** START OF Extract **

2021/03/29 20:33:26.081 <Warning> UpstreamCharConnection could not open master port /dev/eq3loop: Operation not permitted

This application tries to access the /dev/eq3loop using a simple int fd = open (masterdev, O_RDWR | O_NONBLOCK); syscall operation, which however is rejected. So is there a way or additional config.json setting which would allow the application to access this device after it has been created by the respective modprobe has been issued?

@pvizeli
Copy link
Member

pvizeli commented Mar 30, 2021

my add-on modprobes a kernel module that during runtime generates a /dev/eq3loop device right, that will only work if it's using the common https://www.kernel.org/doc/Documentation/admin-guide/devices.txt for uart/tty. It's still a container that is a bit static with dynamic devices. Let me see if we can adjust cgroup rules at runtime, so we can patch tty subsystem devices which are not in devices.txt available. Maybe that is possible

@jens-maus
Copy link
Author

my add-on modprobes a kernel module that during runtime generates a /dev/eq3loop device right, that will only work if it's using the common https://www.kernel.org/doc/Documentation/admin-guide/devices.txt for uart/tty. It's still a container that is a bit static with dynamic devices. Let me see if we can adjust cgroup rules at runtime, so we can patch tty subsystem devices which are not in devices.txt available. Maybe that is possible

That would be great, thanks. The actual /dev/eq3loop device that the eq3_char_loop kernel module generates (see home-assistant/operating-system#1266) registers itself as:

crw-------    1 root     root      246,   0 Mar  1 19:33 /dev/eq3loop

Please note, on top of that another process of my add-on (multimacd) which uses this /dev/eqloop device will then generate slave char devices (/dev/mmd_hmip, /dev/mmd_bidcos) with different minor numbers:

crw-------    1 root     root      246,   2 Mar  1 19:33 /dev/mmd_bidcos
crw-------    1 root     root      246,   1 Mar  1 19:33 /dev/mmd_hmip

Thus, the protected container would also need to be able to access these slave char devices, which is currently not possible.

** END OF Extract **

*Request A:*
Please decide whether each statement below agrees with the thread on /dev/eq3loop access. For each, answer yes or no and quote the deciding words of the thread. (i) The open call that is rejected passes the flags O_RDWR and O_NONBLOCK. (ii) The slave char devices created by multimacd use the same minor number as /dev/eq3loop. (iii) The protected container can currently access the slave char devices.

** START OF Data for this exercise **

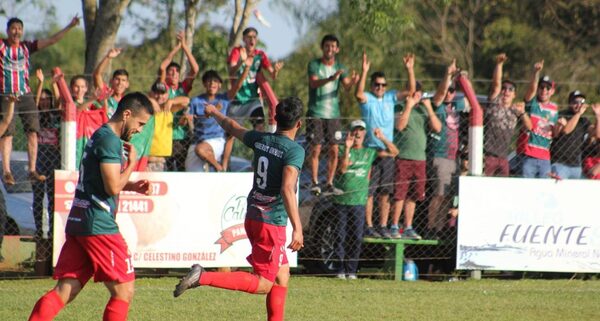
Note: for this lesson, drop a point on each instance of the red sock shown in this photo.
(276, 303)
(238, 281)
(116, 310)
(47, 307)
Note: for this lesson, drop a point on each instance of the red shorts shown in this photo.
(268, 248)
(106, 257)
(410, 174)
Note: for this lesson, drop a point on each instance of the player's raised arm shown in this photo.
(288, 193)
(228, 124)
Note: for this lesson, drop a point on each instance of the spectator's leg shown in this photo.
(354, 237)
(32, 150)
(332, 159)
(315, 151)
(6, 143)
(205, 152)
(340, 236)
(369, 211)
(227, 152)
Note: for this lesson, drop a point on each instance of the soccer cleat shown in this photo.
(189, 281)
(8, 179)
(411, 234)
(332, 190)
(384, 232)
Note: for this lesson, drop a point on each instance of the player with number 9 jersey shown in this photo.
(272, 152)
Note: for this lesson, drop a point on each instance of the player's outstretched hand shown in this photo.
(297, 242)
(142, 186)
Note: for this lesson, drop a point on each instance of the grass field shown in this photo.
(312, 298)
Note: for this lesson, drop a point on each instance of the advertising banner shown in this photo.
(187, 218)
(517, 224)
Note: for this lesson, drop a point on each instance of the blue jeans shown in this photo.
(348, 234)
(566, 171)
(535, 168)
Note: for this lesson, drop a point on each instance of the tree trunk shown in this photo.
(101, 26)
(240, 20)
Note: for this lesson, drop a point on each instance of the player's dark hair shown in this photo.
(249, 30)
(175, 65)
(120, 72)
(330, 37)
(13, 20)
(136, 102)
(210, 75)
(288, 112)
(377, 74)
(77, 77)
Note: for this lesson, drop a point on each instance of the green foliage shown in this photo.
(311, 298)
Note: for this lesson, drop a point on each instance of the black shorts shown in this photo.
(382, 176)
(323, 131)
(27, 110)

** END OF Data for this exercise **
** START OF Data for this exercise **

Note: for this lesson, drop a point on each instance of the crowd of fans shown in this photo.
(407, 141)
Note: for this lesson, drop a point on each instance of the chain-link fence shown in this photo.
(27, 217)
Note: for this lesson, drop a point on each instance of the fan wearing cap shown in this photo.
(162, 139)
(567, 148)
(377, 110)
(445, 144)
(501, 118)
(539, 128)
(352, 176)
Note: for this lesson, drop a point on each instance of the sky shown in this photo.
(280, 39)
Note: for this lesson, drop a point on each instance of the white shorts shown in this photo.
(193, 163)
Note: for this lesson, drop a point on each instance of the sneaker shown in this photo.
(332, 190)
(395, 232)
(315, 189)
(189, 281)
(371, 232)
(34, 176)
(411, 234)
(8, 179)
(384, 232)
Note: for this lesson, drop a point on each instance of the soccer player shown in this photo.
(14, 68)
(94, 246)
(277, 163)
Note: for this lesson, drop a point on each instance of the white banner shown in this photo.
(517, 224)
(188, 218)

** END OF Data for this exercise **

*Request B:*
Count the lines of the records that contain the string "banner", with case counting, and give only the number.

*Correct output A:*
(i) Yes: "int fd = open (masterdev, O_RDWR | O_NONBLOCK);"
(ii) No: "will then generate slave char devices (/dev/mmd_hmip, /dev/mmd_bidcos) with different minor numbers"
(iii) No: "Thus, the protected container would also need to be able to access these slave char devices, which is currently not possible."

*Correct output B:*
2